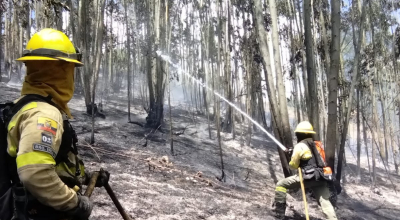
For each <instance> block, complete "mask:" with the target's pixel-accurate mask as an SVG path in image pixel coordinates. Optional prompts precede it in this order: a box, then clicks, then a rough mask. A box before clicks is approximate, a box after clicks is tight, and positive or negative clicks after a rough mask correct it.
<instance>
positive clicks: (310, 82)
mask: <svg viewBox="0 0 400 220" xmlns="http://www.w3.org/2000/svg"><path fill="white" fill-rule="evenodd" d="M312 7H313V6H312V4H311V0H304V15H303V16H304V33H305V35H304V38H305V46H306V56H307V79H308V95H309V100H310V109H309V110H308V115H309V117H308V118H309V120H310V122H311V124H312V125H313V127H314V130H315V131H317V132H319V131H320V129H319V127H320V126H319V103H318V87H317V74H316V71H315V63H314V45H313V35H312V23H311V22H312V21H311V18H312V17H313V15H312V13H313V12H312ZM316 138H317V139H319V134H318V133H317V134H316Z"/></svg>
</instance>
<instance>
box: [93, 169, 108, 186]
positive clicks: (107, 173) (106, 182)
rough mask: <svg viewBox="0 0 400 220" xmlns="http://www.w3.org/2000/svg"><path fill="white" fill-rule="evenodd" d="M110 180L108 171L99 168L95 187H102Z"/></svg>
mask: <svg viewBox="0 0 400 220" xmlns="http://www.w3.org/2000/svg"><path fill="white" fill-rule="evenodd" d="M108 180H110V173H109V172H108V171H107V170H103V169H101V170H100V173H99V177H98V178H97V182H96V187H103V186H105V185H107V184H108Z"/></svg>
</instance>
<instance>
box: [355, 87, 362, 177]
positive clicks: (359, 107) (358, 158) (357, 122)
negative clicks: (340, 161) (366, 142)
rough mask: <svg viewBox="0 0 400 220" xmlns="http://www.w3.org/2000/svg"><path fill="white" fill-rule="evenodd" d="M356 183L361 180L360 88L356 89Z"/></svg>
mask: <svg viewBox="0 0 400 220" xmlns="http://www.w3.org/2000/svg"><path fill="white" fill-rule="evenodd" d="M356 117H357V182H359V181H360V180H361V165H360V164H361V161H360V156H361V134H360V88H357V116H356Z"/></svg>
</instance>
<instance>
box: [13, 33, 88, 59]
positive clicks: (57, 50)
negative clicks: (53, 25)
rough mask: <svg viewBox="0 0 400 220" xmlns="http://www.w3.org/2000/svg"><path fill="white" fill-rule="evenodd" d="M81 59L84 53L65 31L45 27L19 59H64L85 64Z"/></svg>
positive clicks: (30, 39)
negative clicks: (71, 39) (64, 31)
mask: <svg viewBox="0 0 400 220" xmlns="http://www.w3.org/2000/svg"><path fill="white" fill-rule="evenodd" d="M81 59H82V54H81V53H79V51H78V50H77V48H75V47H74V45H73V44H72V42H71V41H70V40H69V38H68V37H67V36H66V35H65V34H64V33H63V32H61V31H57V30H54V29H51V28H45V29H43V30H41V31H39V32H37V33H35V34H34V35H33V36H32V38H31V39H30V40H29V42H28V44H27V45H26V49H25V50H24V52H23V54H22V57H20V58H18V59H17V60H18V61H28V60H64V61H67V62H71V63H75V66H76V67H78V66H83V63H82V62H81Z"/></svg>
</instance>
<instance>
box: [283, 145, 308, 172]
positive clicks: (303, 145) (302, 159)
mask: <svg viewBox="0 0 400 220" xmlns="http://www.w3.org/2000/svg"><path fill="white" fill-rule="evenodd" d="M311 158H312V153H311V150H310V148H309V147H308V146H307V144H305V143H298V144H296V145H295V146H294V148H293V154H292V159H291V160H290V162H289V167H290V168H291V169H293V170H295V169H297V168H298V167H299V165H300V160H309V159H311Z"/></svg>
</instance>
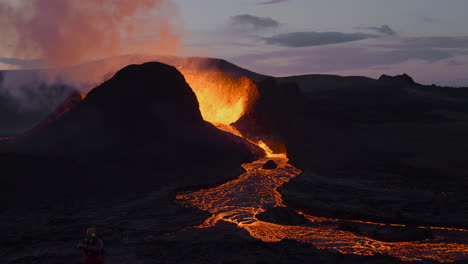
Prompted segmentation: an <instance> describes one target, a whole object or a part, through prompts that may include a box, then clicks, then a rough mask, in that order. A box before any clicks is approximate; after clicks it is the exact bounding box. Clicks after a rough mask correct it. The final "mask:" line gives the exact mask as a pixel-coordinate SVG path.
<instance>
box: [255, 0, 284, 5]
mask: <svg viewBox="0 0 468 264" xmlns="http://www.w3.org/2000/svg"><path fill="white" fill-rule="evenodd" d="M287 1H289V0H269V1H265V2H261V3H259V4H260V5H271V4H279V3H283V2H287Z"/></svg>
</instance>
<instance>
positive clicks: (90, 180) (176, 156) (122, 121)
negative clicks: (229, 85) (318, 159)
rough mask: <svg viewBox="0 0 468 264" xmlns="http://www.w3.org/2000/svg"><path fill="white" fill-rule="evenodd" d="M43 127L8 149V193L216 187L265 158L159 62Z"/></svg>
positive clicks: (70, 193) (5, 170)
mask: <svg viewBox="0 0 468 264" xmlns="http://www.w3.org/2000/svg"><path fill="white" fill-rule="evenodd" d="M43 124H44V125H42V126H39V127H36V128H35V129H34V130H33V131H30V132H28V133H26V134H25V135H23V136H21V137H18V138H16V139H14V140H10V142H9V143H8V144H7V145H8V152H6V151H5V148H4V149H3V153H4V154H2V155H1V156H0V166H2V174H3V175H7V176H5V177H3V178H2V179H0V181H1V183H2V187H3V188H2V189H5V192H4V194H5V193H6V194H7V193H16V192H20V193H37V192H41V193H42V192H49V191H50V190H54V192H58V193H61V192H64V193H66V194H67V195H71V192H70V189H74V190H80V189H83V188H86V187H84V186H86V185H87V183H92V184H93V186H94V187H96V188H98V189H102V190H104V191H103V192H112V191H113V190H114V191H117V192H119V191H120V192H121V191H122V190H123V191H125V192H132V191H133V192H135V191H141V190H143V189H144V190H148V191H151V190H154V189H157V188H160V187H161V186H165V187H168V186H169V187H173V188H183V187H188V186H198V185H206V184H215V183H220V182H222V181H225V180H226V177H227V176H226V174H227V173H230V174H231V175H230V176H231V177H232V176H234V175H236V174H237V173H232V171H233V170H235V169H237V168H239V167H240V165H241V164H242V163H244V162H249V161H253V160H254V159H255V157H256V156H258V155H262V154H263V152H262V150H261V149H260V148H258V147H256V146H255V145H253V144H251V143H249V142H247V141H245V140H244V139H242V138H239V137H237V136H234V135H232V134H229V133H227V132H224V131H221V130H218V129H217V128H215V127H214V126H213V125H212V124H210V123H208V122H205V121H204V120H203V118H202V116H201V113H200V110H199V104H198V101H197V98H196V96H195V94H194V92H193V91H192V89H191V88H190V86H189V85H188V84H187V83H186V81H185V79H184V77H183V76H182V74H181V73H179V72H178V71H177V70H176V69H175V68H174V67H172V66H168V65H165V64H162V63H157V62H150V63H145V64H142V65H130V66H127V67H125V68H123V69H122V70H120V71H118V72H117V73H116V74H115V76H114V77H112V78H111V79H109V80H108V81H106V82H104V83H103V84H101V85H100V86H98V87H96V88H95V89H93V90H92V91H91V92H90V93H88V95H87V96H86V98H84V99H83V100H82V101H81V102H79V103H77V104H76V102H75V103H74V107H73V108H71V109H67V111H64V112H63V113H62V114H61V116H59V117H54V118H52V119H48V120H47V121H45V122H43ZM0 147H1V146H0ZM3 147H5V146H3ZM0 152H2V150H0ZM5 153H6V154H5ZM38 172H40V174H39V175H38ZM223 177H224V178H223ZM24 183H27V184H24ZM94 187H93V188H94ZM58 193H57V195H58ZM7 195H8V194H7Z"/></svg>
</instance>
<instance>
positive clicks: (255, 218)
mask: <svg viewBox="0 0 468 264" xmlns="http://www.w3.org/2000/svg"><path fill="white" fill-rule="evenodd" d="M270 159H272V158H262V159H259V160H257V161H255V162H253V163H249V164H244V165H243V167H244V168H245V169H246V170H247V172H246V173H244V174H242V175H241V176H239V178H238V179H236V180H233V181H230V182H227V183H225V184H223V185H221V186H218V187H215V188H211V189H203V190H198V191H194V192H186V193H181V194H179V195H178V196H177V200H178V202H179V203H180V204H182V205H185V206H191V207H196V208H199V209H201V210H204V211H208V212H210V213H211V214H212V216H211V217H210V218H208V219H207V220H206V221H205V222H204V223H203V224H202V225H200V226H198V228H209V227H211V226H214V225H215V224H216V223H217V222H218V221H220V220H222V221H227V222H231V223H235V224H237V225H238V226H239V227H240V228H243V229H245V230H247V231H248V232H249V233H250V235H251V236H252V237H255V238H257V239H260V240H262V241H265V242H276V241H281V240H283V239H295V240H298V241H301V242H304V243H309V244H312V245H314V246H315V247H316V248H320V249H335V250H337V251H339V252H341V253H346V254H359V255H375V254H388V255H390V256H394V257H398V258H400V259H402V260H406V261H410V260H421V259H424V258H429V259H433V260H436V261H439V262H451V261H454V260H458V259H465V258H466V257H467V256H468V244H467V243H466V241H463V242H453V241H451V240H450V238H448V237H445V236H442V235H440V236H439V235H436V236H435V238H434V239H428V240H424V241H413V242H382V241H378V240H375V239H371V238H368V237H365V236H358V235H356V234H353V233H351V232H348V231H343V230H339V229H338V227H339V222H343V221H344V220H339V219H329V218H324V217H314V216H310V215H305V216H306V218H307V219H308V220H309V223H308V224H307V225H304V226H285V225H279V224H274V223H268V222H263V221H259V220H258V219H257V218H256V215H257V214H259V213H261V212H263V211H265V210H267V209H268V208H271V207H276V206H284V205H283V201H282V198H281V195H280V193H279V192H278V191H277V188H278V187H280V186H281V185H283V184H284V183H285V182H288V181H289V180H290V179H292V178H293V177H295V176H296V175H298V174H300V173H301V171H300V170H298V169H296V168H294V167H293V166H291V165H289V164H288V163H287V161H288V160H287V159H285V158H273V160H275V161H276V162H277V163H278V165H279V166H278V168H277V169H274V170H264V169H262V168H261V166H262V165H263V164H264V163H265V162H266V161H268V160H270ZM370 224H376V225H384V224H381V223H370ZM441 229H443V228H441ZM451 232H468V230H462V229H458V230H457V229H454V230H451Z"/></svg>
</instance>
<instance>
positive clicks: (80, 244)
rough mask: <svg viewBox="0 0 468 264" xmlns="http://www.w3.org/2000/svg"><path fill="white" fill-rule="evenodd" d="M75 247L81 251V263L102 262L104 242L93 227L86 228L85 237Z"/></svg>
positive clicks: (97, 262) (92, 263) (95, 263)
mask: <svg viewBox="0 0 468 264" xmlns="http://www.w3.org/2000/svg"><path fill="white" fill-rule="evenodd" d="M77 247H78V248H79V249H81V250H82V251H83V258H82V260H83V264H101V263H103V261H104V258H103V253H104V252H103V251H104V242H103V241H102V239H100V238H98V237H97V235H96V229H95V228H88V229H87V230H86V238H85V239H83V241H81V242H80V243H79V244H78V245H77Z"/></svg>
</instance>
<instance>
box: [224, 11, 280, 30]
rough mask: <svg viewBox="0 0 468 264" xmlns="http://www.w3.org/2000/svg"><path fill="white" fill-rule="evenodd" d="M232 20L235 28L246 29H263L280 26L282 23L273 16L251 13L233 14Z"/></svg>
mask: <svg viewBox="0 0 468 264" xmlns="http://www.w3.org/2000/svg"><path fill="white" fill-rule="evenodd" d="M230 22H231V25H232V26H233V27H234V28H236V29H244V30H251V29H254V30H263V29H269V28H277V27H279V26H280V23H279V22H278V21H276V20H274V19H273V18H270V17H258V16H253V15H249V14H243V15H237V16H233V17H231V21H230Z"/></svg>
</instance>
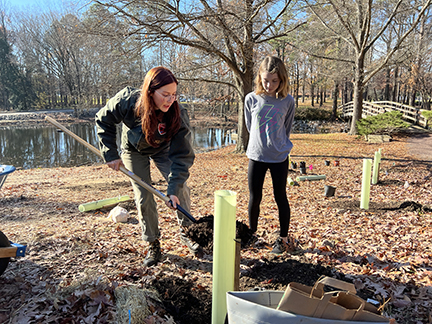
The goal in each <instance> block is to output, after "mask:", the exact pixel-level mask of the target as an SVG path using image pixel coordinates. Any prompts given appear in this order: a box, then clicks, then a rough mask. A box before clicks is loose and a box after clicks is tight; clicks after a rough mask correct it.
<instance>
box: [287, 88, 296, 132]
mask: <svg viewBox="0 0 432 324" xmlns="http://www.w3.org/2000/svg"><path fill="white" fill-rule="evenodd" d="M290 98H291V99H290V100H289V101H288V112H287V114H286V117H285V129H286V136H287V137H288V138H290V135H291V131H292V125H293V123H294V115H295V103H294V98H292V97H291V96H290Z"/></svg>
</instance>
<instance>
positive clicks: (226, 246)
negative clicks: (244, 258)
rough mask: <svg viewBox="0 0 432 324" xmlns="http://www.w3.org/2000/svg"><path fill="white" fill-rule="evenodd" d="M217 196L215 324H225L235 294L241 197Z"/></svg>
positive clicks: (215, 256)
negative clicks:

----------

> [To do] Here the answer is the exact run of lines above, from the line with "negative clicks: (244, 258)" down to the last, and nothing else.

> [Solution]
negative clicks: (244, 258)
rough mask: <svg viewBox="0 0 432 324" xmlns="http://www.w3.org/2000/svg"><path fill="white" fill-rule="evenodd" d="M217 196L215 324H225L235 294L241 197Z"/></svg>
positive clicks: (215, 256)
negative clicks:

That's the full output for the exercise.